------ SOURCE TEXT

Who's really worth following on Twitter?

I’ve been digging into some of my ideas related to Twitter as of late, and finally sat down on Sunday (while watching playoff football) and hacked out a little something I could share with people (all the other things related to Twitter that I’ve been hacking do not yet have any sort of front end for users). What I came up with is a simple word cloud generated from a user’s tweet history (and some other little extras)…you can play with it on www.halfbite.com. Anyway, once I had a little something working that I felt was worth sharing I sent around some emails to tell a few people who I thought might find it interesting as well…what follows is the tail end of one of those email chains. I share it here, because I end up dumping a lot of my plans throughout the chain that I had hoped to eventually write a post about…so here you go:

Hey guys, First thanks for the feedback on the Twitter tool today…just wanted to drop you a note that I just added the ability to mesh the data from multiple users together into one ‘report’. As an example - this link gives a meshed report from the last 200 tweets of innonate, ceonyc, and jschwa: http://www.halfbite.com/groupjive.php?user=innonate,ceonyc,jschwa&sort=freq You can also just use the 2nd form on http://www.halfbite.com main page to generate these sorts of things too… Thanks again for putting up with me!
Nice, Kevin. Why only 200 recent posts? Is that a Twitter API limit?

------------

**WHAT TO WORK ON**
Copy the whole post about the Twitter word-cloud tool word for word. The listing that comes next is separate material and has no connection to the post.

------ LISTED ENTRIES

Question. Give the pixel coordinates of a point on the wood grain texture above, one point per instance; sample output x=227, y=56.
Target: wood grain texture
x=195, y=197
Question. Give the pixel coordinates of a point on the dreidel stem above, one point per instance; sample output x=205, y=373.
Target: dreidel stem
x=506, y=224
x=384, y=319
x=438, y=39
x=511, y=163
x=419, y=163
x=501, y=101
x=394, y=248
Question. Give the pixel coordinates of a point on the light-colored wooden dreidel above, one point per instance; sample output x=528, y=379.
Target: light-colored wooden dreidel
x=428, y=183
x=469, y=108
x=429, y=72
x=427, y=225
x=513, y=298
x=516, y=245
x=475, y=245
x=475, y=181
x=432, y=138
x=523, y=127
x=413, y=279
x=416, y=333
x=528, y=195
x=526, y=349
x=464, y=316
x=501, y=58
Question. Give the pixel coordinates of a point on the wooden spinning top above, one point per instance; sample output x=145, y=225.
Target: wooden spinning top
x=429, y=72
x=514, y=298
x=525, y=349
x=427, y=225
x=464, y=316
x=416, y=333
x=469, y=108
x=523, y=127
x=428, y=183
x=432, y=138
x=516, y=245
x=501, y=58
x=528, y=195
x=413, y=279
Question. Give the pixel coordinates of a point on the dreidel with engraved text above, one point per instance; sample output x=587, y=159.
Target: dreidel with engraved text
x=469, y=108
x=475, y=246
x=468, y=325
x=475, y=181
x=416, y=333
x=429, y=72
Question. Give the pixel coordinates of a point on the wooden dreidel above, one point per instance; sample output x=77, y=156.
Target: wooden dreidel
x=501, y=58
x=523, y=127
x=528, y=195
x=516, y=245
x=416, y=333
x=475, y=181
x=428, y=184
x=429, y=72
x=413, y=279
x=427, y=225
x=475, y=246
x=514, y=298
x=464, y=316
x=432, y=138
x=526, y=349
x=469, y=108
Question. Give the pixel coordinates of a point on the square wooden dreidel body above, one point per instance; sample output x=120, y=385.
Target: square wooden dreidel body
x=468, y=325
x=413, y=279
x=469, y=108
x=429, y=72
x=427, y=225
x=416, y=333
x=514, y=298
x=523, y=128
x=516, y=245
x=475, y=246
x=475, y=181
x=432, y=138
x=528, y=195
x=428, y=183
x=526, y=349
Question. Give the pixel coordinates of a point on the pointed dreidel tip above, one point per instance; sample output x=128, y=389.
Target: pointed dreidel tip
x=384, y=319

------------
------ LISTED ENTRIES

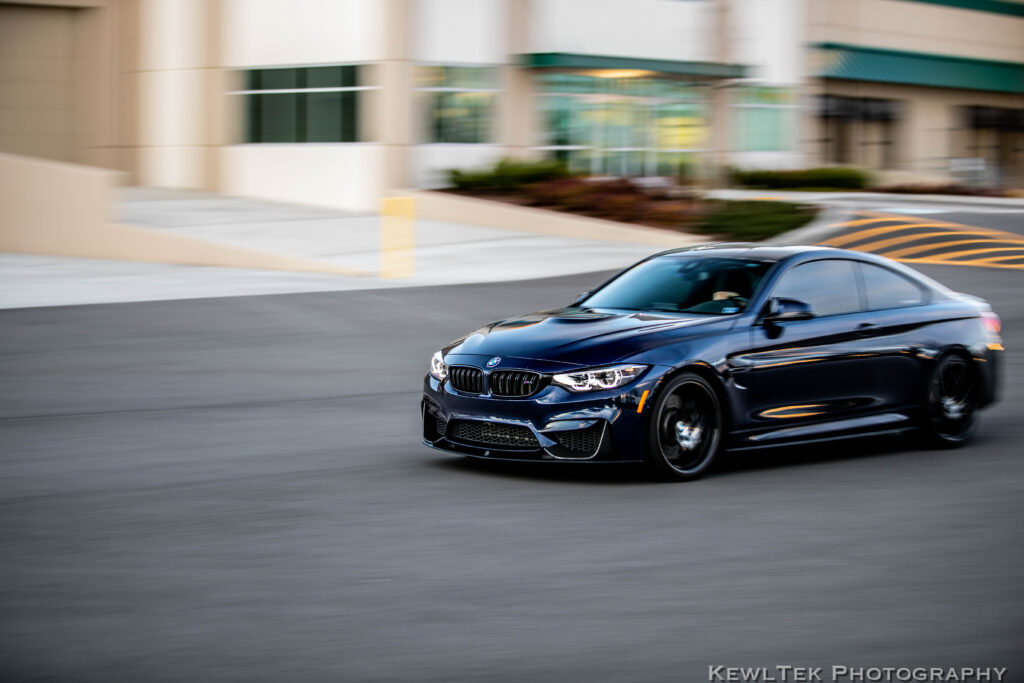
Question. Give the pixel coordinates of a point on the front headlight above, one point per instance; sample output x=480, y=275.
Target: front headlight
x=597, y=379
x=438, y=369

------------
------ LISTED ENTRIES

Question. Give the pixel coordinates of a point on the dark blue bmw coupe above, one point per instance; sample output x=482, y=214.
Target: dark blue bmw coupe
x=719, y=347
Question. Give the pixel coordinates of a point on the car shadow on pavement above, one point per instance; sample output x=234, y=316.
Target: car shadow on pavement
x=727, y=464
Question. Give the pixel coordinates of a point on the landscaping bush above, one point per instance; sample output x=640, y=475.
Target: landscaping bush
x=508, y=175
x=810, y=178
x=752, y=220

------------

**ANSWER TO THE TASK**
Who's really worth following on Twitter?

I’ve been digging into some of my ideas related to Twitter as of late, and finally sat down on Sunday (while watching playoff football) and hacked out a little something I could share with people (all the other things related to Twitter that I’ve been hacking do not yet have any sort of front end for users). What I came up with is a simple word cloud generated from a user’s tweet history (and some other little extras)…you can play with it on www.halfbite.com. Anyway, once I had a little something working that I felt was worth sharing I sent around some emails to tell a few people who I thought might find it interesting as well…what follows is the tail end of one of those email chains. I share it here, because I end up dumping a lot of my plans throughout the chain that I had hoped to eventually write a post about…so here you go:

Hey guys, First thanks for the feedback on the Twitter tool today…just wanted to drop you a note that I just added the ability to mesh the data from multiple users together into one ‘report’. As an example - this link gives a meshed report from the last 200 tweets of innonate, ceonyc, and jschwa: http://www.halfbite.com/groupjive.php?user=innonate,ceonyc,jschwa&sort=freq You can also just use the 2nd form on http://www.halfbite.com main page to generate these sorts of things too… Thanks again for putting up with me!
Nice, Kevin. Why only 200 recent posts? Is that a Twitter API limit?